-- Task directions --
Return the complete listing that follows, with each line reproduced exactly.

◇ ◇ ◇ ◇

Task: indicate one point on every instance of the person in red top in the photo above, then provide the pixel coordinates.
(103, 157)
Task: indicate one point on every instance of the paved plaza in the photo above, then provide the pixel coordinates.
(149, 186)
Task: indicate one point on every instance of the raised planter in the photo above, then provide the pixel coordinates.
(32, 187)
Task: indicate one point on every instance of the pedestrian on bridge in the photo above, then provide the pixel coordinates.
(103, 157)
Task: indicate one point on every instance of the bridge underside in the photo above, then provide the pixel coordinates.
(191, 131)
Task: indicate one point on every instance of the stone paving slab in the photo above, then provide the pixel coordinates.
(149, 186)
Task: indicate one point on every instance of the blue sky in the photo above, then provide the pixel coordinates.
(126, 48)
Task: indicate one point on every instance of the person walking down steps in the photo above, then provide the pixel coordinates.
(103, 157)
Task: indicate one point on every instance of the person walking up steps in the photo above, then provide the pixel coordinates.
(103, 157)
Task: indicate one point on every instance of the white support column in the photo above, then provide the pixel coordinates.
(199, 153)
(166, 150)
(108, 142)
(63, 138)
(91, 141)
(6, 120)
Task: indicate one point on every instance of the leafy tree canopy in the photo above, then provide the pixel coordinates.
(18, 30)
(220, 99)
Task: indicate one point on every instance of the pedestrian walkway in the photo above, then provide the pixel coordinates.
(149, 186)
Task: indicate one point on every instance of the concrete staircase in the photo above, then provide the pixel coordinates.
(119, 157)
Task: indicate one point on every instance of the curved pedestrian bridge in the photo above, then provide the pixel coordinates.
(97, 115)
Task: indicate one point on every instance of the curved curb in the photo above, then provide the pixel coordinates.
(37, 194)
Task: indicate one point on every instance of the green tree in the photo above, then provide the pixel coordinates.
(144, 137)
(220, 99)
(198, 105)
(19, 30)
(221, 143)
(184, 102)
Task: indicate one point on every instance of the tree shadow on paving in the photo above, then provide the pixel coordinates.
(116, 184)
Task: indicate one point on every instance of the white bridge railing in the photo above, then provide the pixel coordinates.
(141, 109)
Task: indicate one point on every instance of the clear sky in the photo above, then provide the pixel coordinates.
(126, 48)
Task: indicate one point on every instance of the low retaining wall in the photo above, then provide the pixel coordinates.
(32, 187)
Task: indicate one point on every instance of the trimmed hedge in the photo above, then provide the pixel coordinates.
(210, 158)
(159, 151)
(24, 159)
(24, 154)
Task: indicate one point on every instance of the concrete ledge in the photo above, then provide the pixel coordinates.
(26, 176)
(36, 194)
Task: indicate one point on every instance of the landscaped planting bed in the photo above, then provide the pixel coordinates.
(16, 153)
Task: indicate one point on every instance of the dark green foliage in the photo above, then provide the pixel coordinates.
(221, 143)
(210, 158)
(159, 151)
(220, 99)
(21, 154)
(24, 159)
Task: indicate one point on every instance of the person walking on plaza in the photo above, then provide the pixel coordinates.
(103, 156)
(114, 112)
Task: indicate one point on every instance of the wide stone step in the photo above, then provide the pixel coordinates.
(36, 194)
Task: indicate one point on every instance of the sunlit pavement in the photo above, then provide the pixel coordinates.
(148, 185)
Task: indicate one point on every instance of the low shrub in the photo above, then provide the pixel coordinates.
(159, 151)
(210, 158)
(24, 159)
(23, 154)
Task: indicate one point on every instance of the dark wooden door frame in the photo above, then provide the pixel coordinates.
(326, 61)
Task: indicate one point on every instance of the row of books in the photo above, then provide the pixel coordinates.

◇ ◇ ◇ ◇

-- Result --
Task: indicate one point on every instance of the person in red top in the photo above, then provide the pixel coordinates.
(103, 157)
Task: indicate one point on every instance of the paved plaza in the photo above, then provide the pixel coordinates.
(149, 186)
Task: indicate one point on every instance of the raised planter in the photo above, then provide the pixel coordinates.
(32, 187)
Task: indicate one point on every instance of the pedestrian on bridge in the photo above, then provide the pixel coordinates.
(103, 157)
Task: indicate one point on every instance of the bridge underside in the photo above, then provide the pixel coordinates.
(191, 131)
Task: indicate one point on every instance of the stone paving slab in the photo above, then provide the pixel coordinates.
(149, 186)
Task: indicate one point on every instance of the blue sky in the photo above, then provide the pixel coordinates.
(126, 48)
Task: indicate one point on every instance of the person walking down steps in the photo above, then provide the pixel coordinates.
(103, 157)
Task: indicate one point on every instance of the person walking up steps in the photo above, then provide the pixel coordinates.
(103, 157)
Task: indicate one point on every instance of the white support column in the photo above, then provide the pixel coordinates.
(199, 153)
(166, 150)
(108, 142)
(63, 138)
(91, 141)
(6, 120)
Task: indicate one point on every instance of the leafy tree canopy in the photo above, then provide the pixel coordinates.
(18, 30)
(220, 99)
Task: indicate one point on every instance of the pedestrian walkway in the photo above, then provide the pixel coordinates.
(149, 186)
Task: indicate one point on every instance of the concrete staircase in the photo above, then provide the pixel coordinates.
(119, 157)
Task: indicate one point on every instance of the curved pedestrian bridge in the photo above, then provide the pixel coordinates.
(97, 115)
Task: indicate one point on every instance of the curved curb in the photo above, then provide the pixel coordinates.
(37, 194)
Task: indicate one point on every instance of the green tree in the photo above, then provide the pixel coordinates.
(144, 137)
(220, 99)
(198, 105)
(19, 30)
(221, 143)
(184, 102)
Task: indicate one point on every instance of the tree shadow on paving in the photo above, then provide the pixel coordinates.
(116, 184)
Task: indicate one point on every instance of the white bridge railing in the photo above, then provide the pixel coordinates.
(141, 109)
Task: indicate one point on every instance of the clear sky in the photo above, then provide the pixel coordinates.
(126, 48)
Task: indicate one point on every instance of the low retaining wall in the photo above, then provide the pixel coordinates.
(32, 187)
Task: indicate one point on every instance of the trimmed hedge in the photo above, then provide the pixel coordinates.
(210, 158)
(159, 151)
(24, 159)
(24, 154)
Task: indicate one point on every instance of the concrete ledge in the photo above, then provide the pixel coordinates.
(26, 176)
(36, 194)
Task: indicate one point on every instance of the landscaped planting bed in the photo above, then provide the pixel coordinates.
(16, 153)
Task: indicate one point on every instance of the dark green foliage in the photo above, then provide the pixel coordinates.
(221, 143)
(210, 158)
(159, 151)
(220, 99)
(21, 154)
(24, 159)
Task: indicate one point on every instance of the person walking on plaza in the photo above, then provide the pixel coordinates.
(103, 156)
(114, 112)
Task: indicate one point on every instance of the wide stone step in the photo above, then provide the pixel coordinates.
(36, 194)
Task: indicate one point on every instance of the sunlit pavement in the photo above, then provide the pixel coordinates.
(148, 185)
Task: indicate one point on every instance of the low shrub in the photo above, then provide the pixel coordinates.
(159, 151)
(210, 158)
(24, 159)
(23, 154)
Task: indicate one point on every instance of the dark wooden door frame in the photo above, then provide the pixel coordinates.
(326, 61)
Task: indicate one point on every instance of the row of books in the photo above, then provide the pixel coordinates.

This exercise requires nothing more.